------ The records ------

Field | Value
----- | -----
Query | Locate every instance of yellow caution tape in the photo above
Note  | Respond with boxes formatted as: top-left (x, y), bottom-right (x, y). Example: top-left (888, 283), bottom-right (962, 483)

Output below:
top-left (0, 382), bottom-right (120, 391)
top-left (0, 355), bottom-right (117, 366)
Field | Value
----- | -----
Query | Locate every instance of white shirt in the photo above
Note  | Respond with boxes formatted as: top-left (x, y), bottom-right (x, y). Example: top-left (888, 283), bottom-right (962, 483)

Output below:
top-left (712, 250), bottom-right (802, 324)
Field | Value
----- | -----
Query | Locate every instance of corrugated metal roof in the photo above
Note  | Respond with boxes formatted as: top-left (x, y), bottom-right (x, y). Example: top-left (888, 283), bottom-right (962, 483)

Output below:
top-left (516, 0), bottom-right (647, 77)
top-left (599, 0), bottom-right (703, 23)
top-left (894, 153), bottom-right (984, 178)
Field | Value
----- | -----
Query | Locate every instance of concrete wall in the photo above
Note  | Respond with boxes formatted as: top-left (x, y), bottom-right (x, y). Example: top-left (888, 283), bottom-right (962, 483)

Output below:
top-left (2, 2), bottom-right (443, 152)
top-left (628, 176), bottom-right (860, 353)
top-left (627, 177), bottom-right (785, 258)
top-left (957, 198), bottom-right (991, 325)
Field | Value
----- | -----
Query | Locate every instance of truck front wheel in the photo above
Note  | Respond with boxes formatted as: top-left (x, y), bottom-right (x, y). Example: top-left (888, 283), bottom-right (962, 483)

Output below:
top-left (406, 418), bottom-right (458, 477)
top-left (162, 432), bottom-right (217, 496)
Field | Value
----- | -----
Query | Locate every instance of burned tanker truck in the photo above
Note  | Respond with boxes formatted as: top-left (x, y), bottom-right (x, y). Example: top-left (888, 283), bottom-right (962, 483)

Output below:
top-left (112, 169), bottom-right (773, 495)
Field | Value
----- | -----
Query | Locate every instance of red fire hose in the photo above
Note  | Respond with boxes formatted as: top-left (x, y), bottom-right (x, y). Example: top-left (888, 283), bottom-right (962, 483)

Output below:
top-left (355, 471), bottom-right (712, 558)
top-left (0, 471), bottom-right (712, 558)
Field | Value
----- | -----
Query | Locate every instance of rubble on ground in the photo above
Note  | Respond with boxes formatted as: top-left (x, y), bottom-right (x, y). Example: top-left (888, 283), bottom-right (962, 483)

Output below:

------

Can you reproduce all the material exactly?

= Expected answer =
Field | Value
----- | -----
Query | Locate every instance of yellow caution tape in the photo above
Note  | Respond with boxes formatted as: top-left (x, y), bottom-right (x, y). Example: top-left (888, 283), bottom-right (962, 483)

Output below:
top-left (0, 382), bottom-right (120, 391)
top-left (0, 355), bottom-right (117, 366)
Field | Value
----- | -----
Query | Locate every instance of white shirt in the photo above
Note  | Respond with boxes formatted as: top-left (x, y), bottom-right (x, y). Example: top-left (888, 283), bottom-right (962, 483)

Output below:
top-left (712, 250), bottom-right (802, 324)
Field | Value
----- | -----
Query | Locate every instance of corrugated metal roof in the photo above
Note  | Respond with boxes formatted as: top-left (x, y), bottom-right (x, y). Example: top-left (888, 283), bottom-right (962, 483)

Output below:
top-left (516, 0), bottom-right (647, 77)
top-left (599, 0), bottom-right (703, 23)
top-left (894, 153), bottom-right (984, 178)
Field | Value
----- | -----
Query | Locate every instance of concrete wall in the photo above
Note  | Respond with boxes formatted as: top-left (x, y), bottom-right (x, y). Example: top-left (888, 283), bottom-right (962, 483)

Output below:
top-left (2, 2), bottom-right (443, 152)
top-left (628, 176), bottom-right (860, 353)
top-left (627, 177), bottom-right (785, 258)
top-left (957, 198), bottom-right (991, 325)
Field | Value
----- | -----
Query | Locate every instance of truck front wheel in the photo above
Note  | Respond with boxes formatted as: top-left (x, y), bottom-right (x, y). Example: top-left (888, 283), bottom-right (962, 483)

Output below:
top-left (406, 418), bottom-right (458, 477)
top-left (162, 432), bottom-right (217, 496)
Field | Value
----- | -----
Query | Locate every instance of burned tanker truck in the photo above
Note  | Respond with boxes formatted as: top-left (x, y), bottom-right (x, y). Example: top-left (888, 283), bottom-right (962, 483)

Output below:
top-left (112, 169), bottom-right (773, 495)
Field | Value
----- | -----
Query | Locate every instance of red fire hose in the photo above
Note  | Respond with boxes formatted as: top-left (x, y), bottom-right (x, y). Example: top-left (888, 283), bottom-right (962, 483)

Output below:
top-left (355, 471), bottom-right (712, 558)
top-left (0, 471), bottom-right (712, 558)
Field | Value
----- | -----
Query | Locate every instance of rubble on ground in the photo above
Note  | Respond with boxes formatted as: top-left (x, y), bottom-right (x, y). Example: top-left (888, 283), bottom-right (962, 483)

Output below:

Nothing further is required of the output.